Görev a.
Aşağıdaki satırlardan "Query" dizesini içerenlerin hepsini olduğu gibi çıkar.

Allende, AKP ve bukalemun söylem

Darbeler vardır. ABD’nin başını çektiği dış komplolar vardır. Diktatörler vardır. Tüm bunlar gerçektir. Kimin bu gerçekleri kendi çıkarına kullanarak numara yaptığına, kimin bu gerçeklerin kurbanı olduğuna karar vermek için, söylem benzerliklerine değil hareket halindeki dünyaya bakmak gerekir. Söz uçar eylem kalır. Söylem bukalemundur, değişir, mesela hangi küresel güçle stratejik müttefik olunduğu, öyle kolay değişmez.

Google Haberlere Abone ol

Barış Yıldırım

Bukalemun söylem bu ülkede iktidar olmanın belki de ilk şartıdır. Demirel’in meşhur “Dün dündür bugün bugündür”ünden alınan cevaz, İslamcı pragmatizmin elinde absürde taşındı. Günaşırı, söylemler kütüphanesinden başka bir cilt çekip üç beş satır da oradan okuyorlar. Bu yazıda bu söylem hırsızlığı ve yüzsüzlüğünün burjuva politika geleneğinin öz çocuğu İslamcılığın ellerinde aldığı amorf hale bakmak istiyorum. Bakarken de, çevirmeni olduğum bir kitap üzerinden (Çizgilerle Şili’de Allende’li Yıllar, Yordam Kitap, 2017) Şili’ye uğramak gibi bir niyetim var.

Bukalemun söylemin örnekleri meşhur ve mebzul: Dün “muhterem hocaefendi” olan bugün teröristbaşlığına atanıyor; dava arkadaşları her mevsim dönüşü hazan yaprakları gibi savrulup harcanıyor. Amerika, Rusya, Almanya, Hollanda, Çin, Suudiler, İsrail, belli aralıklarla “alçak emperyalist”, “sevgili dost”, “arkadan vuran hain”, “tarihi müttefik”, “İslamofobik sömürgeci”, “kültürel miras ortağı”, “ırkçı” yaftalarını aralarında paylaşıyor. Esad’ın imlâsı, IŞİD’in adı, dost ve düşman ülkeler listesi yılda birkaç kez değişiyor. Hoca dönüyor, ümmet yetişemiyor.

Gösterilen satırlar.
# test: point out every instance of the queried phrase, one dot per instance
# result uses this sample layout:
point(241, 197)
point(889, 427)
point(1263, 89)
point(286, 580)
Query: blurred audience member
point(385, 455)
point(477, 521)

--

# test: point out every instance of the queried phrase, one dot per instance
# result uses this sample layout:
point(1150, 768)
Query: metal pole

Görev b.
Bukalemun söylem yazısında "Bukalemun söylem bu" ile "bir niyetim var." arasındaki kısmı, bu iki ifade de dahil olmak üzere, hiç değiştirmeden kopyala.

Beklenen yanıt a.
Query: blurred audience member
Query: metal pole

Beklenen yanıt b.
Bukalemun söylem bu ülkede iktidar olmanın belki de ilk şartıdır. Demirel’in meşhur “Dün dündür bugün bugündür”ünden alınan cevaz, İslamcı pragmatizmin elinde absürde taşındı. Günaşırı, söylemler kütüphanesinden başka bir cilt çekip üç beş satır da oradan okuyorlar. Bu yazıda bu söylem hırsızlığı ve yüzsüzlüğünün burjuva politika geleneğinin öz çocuğu İslamcılığın ellerinde aldığı amorf hale bakmak istiyorum. Bakarken de, çevirmeni olduğum bir kitap üzerinden (Çizgilerle Şili’de Allende’li Yıllar, Yordam Kitap, 2017) Şili’ye uğramak gibi bir niyetim var.